DIRECTION A:
Please return every line in the listing below that contains the string "wheel".

DOCUMENT EXCERPT:
Andy Goldsworthy, (born 1956) is a remarkable environmental sculptor (working in the landscape today) in which his uses of natural surroundings create an art form. He explores and experiments with various organic substances such as twigs, leaves, stones snow and ice, as well as artificial paints, cuttings and holes. He then photographs each sculpture right after he makes it. Goldsworthys artwork reinforces the relationship of human existence within nature.
In relation to my project, I studied one of his books called, ‘Hand to Earth’. This book covers the beautifully produced sculptors he has made between 1976 and 1990. Whilst I looked through this book I found his techniques very fascinating, which generally inspired me into following some of his paths for my final piece. I could see that he particularly enjoyed the theme of holes and cracks within nature and grounds.
Partly scraped and rubbed
Holes in natural substances
As a response to one of his pieces I collected a bundle of branches and leaves in order to try and cut a whole in the centre. This was difficult because the leaves were on a table and therefore kept moving. However I think this technique was overall unsuccessful because Andy Goldsworthys’ holes looked very genuine and authentic with a proper structure of a hole. On the other hand, the hole I cut looked rather forged because I simply used a black paper underneath the leaves and the shadow lining of the leaves became easily noticed on the paper.
Horse chestnut leaves
Cambridge, England 24 July 1986
Footprint using ICT
As a response to both Goldsorthys, and Longs approach to nature, I took a photo of a shoeprint I made on mud, and a photo of small rocks from the schools Japanese garden. Using ICT, I imported the photos onto the computer and put the picture of the shoeprint on top of the pebbles as two separate layers. As an influence from Goldsworthys sculptors, I decided to set holes into the mud of the shoeprint so that almost a new dimension of the picture of the pebbles underneath would appear through the holes.
This would be interesting because you do not expect to see a footprint made on pebbles. I approached this effect by using a dissolve and liquefy tool on Adobe photoshop. Luckily this was successful and the holes were large enough for the pebbles to be seen underneath. The reason why I liked this piece was because both photos were primary; the footprint particularly associates with Longs sculptures, and the artificial holes I set in the mud shows a form that Goldsworthy uses in his sculptures.

DIRECTION B:
Answer these questions from the Andy Goldsworthy essay above:
(i) Which of Goldsworthy's books did the writer study?
(ii) Why was cutting a hole in the bundle of branches and leaves difficult?
(iii) Which Adobe Photoshop tools did the writer use to create the holes in the footprint image?

DATA SHOWN:
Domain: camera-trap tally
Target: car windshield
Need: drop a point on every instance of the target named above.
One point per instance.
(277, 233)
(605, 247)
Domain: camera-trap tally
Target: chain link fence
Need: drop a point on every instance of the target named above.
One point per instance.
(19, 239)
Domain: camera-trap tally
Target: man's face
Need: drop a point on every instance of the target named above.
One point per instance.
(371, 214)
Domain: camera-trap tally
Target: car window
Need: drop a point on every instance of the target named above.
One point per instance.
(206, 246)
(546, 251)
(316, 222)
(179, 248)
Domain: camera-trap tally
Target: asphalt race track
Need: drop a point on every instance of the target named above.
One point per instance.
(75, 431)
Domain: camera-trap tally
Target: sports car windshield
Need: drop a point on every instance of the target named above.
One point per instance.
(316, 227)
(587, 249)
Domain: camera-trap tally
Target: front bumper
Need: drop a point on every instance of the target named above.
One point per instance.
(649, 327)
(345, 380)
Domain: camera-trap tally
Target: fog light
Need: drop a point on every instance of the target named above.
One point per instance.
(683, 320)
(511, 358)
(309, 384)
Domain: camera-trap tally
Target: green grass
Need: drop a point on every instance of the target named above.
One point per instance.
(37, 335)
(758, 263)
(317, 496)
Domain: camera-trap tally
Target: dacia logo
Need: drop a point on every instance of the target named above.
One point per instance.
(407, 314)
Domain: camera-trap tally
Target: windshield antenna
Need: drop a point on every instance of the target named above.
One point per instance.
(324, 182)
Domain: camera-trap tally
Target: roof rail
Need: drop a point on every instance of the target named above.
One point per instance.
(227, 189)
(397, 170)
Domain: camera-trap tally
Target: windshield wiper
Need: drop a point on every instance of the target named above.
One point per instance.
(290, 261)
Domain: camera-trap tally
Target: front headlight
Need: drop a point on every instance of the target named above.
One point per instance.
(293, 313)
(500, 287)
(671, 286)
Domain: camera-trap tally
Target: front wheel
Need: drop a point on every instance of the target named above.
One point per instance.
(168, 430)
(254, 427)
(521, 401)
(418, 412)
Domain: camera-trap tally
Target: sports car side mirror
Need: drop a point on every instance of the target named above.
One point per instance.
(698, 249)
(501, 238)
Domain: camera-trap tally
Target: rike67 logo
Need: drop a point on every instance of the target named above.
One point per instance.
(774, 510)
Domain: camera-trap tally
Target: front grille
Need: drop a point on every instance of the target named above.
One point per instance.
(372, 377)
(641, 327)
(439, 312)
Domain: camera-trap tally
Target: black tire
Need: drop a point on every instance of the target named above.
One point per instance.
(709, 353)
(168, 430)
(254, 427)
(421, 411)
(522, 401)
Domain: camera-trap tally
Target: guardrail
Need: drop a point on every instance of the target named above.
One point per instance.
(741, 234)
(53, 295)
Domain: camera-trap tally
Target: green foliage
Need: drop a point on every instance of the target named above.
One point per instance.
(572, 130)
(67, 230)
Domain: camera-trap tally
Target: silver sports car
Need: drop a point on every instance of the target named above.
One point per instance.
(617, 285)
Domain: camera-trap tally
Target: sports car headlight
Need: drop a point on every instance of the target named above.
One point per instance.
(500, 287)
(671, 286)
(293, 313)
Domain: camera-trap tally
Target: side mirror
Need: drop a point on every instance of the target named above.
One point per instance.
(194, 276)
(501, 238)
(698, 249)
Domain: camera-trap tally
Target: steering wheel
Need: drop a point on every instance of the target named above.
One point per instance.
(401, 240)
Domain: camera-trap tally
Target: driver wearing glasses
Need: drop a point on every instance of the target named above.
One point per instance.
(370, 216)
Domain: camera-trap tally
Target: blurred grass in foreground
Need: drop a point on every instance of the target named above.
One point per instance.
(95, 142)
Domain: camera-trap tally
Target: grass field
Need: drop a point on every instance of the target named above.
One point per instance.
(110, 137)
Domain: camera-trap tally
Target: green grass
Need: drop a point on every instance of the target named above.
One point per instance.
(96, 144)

WRITTEN REPLY A:
Target: front wheel
Target: steering wheel

WRITTEN REPLY B:
(i) 'Hand to Earth'.
(ii) The leaves were on a table and kept moving.
(iii) A dissolve tool and a liquefy tool.